[START RECORD EXCERPTS]

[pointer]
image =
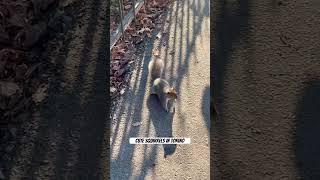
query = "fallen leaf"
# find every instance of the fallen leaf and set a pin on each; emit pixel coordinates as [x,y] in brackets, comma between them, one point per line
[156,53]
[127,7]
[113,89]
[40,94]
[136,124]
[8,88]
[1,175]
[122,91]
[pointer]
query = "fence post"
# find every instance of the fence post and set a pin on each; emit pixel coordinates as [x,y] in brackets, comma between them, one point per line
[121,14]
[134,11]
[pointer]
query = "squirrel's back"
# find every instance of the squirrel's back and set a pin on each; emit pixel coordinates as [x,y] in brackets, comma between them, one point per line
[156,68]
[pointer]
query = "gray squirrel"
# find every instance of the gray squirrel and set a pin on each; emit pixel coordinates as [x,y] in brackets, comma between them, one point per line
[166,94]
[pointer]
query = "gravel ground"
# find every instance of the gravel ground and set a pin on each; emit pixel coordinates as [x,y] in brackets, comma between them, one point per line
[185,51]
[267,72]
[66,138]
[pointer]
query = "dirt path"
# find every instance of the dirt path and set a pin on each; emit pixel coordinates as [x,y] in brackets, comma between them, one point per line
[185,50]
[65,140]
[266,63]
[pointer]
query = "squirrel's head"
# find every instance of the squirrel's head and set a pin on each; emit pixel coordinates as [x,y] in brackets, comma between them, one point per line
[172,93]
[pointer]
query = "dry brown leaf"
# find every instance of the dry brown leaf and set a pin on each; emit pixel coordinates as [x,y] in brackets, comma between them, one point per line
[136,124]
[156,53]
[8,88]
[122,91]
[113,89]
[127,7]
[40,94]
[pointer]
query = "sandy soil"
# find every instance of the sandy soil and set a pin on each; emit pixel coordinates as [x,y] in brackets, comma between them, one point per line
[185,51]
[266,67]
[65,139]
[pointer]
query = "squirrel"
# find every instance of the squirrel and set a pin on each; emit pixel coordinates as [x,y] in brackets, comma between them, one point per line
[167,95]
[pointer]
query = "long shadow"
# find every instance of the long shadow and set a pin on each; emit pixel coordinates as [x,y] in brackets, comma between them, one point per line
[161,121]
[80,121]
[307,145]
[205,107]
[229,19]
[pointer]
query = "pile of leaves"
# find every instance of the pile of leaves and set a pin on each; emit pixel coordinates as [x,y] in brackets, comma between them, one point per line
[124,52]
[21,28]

[END RECORD EXCERPTS]

→ PROBLEM DETAILS: Pictures are not part of the copy; reproduce everything else in the records exactly.

→ RESULT BELOW:
[pointer]
image =
query = "fallen leaf"
# find every instance of the fallen leaf and set a pin on each; emit pixel coordinates as [x,y] in brackets, comma between them, one point per line
[156,53]
[127,7]
[113,89]
[40,94]
[136,124]
[8,88]
[1,175]
[122,91]
[pointer]
query = "fence post"
# find every instance of the fence post and set a pin on each; emit pixel coordinates as [x,y] in brackets, comma between them, one point per line
[121,14]
[134,11]
[pointer]
query = "squirrel's back"
# find every instance of the squirrel's back and set a pin on each; emit pixel coordinates as [x,y] in brackets, comma between them, one point per line
[156,68]
[pointer]
query = "gray squirrel"
# find every instance of the gray squirrel and set a pin on each; emit pixel coordinates as [x,y] in brackets, comma between them, one point per line
[166,94]
[pointer]
query = "gravel ground"
# find every instance of the gravel ground and set a pin on each; emit pixel coordinates as [x,y] in brackets, comma between them, one point per line
[185,51]
[267,72]
[66,138]
[pointer]
query = "dirt path"
# find every instance of the dirt path and set a pin on each; emit pixel coordinates as [x,y] in brackets, comma between them, one point per line
[185,50]
[65,140]
[266,63]
[pointer]
query = "squirrel's head"
# find every instance of the squirrel's head and set a pin on each; emit pixel coordinates as [x,y] in brackets, comma between them, one point per line
[172,93]
[pointer]
query = "dry brown leaf"
# find every instance of the dry brown leaf and set a pin on each; emit pixel coordinates as [x,y] in brackets, comma between them, one point per line
[136,124]
[156,53]
[8,88]
[122,91]
[113,89]
[127,7]
[40,94]
[pointer]
query = "sandy soil"
# find every instance of the sandy soil and set a pin on each; emit pixel coordinates as [x,y] in brackets, comma between them, one point per line
[185,51]
[266,67]
[65,139]
[pointer]
query = "squirrel"
# find every instance of the squirrel and set a pin on each; emit pixel coordinates as [x,y] in brackets, comma between them, one point per line
[167,95]
[pointer]
query = "long shadow"
# find every instance of the long shadow and set a pin on each; emit pixel coordinates as [x,y] in brackets, comma between them, one point per line
[161,121]
[80,121]
[307,145]
[205,107]
[229,19]
[pointer]
query = "pile of leaves"
# find every instance of the pile of leaves and set a pin on each; emit pixel coordinates as [x,y] in brackets, comma between them, one point per line
[124,52]
[21,28]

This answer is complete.